# Task brief
The listing beneath should be written out in full, exactly as shown.

+--

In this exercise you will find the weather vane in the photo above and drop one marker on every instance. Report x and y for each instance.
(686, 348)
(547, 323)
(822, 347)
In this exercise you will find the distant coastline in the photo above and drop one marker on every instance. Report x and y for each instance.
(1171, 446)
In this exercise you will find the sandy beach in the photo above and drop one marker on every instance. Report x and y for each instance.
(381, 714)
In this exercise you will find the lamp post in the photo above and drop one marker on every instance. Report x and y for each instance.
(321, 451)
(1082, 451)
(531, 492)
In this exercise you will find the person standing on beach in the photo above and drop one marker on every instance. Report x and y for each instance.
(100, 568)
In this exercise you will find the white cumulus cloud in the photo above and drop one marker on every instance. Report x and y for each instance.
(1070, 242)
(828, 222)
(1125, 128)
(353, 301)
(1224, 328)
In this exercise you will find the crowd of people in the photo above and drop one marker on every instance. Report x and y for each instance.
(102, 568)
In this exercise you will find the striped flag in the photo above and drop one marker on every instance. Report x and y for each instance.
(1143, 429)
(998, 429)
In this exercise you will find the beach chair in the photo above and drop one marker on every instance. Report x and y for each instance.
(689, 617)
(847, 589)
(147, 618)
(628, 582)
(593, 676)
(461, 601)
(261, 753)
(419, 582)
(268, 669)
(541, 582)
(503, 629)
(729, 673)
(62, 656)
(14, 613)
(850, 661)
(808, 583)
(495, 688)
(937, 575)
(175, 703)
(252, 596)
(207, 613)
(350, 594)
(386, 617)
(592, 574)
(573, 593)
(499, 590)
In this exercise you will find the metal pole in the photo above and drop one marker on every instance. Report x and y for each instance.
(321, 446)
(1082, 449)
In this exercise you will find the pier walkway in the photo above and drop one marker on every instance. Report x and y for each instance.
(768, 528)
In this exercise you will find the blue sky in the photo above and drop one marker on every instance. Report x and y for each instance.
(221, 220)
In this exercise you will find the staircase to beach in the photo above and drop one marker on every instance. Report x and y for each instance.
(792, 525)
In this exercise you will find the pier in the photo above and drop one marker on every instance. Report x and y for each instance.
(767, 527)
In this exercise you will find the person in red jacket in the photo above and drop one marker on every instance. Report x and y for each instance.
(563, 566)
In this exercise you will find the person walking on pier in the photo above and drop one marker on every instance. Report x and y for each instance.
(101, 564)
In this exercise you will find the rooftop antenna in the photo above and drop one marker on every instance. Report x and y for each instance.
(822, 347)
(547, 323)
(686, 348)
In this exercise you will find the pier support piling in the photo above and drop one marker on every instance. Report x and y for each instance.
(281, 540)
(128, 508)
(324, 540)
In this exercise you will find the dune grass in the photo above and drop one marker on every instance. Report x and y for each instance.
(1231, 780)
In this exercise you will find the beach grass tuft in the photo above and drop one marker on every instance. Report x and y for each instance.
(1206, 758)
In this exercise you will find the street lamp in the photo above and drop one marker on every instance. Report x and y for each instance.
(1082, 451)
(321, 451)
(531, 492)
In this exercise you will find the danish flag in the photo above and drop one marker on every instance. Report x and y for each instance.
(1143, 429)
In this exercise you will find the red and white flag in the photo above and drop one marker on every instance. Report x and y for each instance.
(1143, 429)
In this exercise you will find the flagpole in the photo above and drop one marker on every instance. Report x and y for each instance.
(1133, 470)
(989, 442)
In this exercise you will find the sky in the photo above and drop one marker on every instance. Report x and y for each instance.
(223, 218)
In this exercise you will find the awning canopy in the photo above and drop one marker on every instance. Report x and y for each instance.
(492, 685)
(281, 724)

+--

# Response
In this exercise you will find the weather vane in the photo above and drop one marker on every instance. Report x and y for each instance.
(686, 348)
(547, 323)
(822, 347)
In this exercise you will find the distant coastline in the photo above and drop one marker on every instance. Report x and y for each instance.
(1171, 446)
In this exercise you will find the sandy beach in the photo above and drop one marker on every instance. Report x and y for each instance.
(381, 714)
In this exercise you will find the lamp post in the photo above and drop one marker on every instance. Report x and y for each instance.
(321, 451)
(1082, 451)
(531, 492)
In this exercise you will find the person standing on beach in the photo above and drop one marker on every instance. Report x and y for each instance.
(100, 568)
In this exercise you will find the white cumulus cloud in the photo above and drop one marker on every instance. Report x and y for each instance.
(1070, 242)
(828, 222)
(1125, 128)
(353, 301)
(1224, 328)
In this exercise you will find the crowd of people in the photo above and drop one marker on every instance. Report x and y for each instance.
(102, 568)
In this exercise you will find the striped flag in the photo above and drop one marker on every instance. Report x and y for each instance.
(1143, 429)
(998, 429)
In this exercise you will find the beach chair in the photo above and drop one marker on every instance. Report x and y for each instance.
(689, 617)
(847, 589)
(147, 618)
(628, 582)
(593, 676)
(461, 601)
(261, 753)
(419, 582)
(268, 669)
(541, 582)
(503, 629)
(729, 673)
(62, 656)
(14, 613)
(850, 661)
(808, 583)
(495, 688)
(937, 575)
(175, 703)
(252, 596)
(207, 613)
(350, 594)
(386, 617)
(592, 574)
(573, 593)
(499, 590)
In this exercise you will find the metal pole in the photo above and drop one marker on every instance. Report x and y for each instance.
(321, 446)
(1082, 449)
In this exercise you will find the pier walkway in the photo above and drop one marker on every instance. Report x and y for each instance.
(768, 528)
In this exercise you will find the blue sky in the photo above and drop one marker on every instance. Report x and y for each instance.
(221, 220)
In this exercise you will find the staircase to beach in the photo above and drop one marker on every instance. Report x and y for each instance.
(792, 525)
In this exercise you will find the pier in the photo above and drop one marker on every instance. Report x and y for each instance.
(767, 527)
In this exercise you will find the person in red jacket in the photo above and drop one marker on every instance. Report x and y for each instance.
(563, 566)
In this exercise you will find the person walking on pier in the photo above and drop one marker on every instance. Report x and y for each instance.
(101, 564)
In this exercise you will find the rooftop antenna in the photo above and drop one marker on every instance. Report x and y for each instance.
(822, 347)
(547, 323)
(686, 348)
In this exercise you will find the pier support piling in the photo above and drop one marker on every instance. Report x and y for each instance.
(281, 540)
(128, 508)
(324, 540)
In this exercise you will find the dune grass in the photo above and drop one marker on every instance. Report x and y for each instance.
(1231, 780)
In this exercise you will find the beach grass tuft in the photo above and drop one marker on every instance. Report x and y for each instance.
(1206, 758)
In this exercise you will find the street lamp in the photo above and drop one marker on every instance. Report x and y for each instance.
(1082, 451)
(321, 451)
(531, 492)
In this exercise you will find the danish flag in the photo above and drop one marker on every instance. Report x and y for each instance.
(1143, 429)
In this exercise you will find the red and white flag in the photo above and drop one marker on every instance. Report x and y for each instance.
(1143, 429)
In this exercise you will find the flagpole in the photo above and drop one marker on every instance. Report x and y for each instance.
(1133, 470)
(989, 442)
In this exercise you will find the sky in the photo above and drop one marker on every instance. Report x and y for each instance.
(223, 218)
In this exercise you will find the awning canopy in the photo above and drop one marker on every instance. Report x and y for each instance.
(492, 685)
(281, 724)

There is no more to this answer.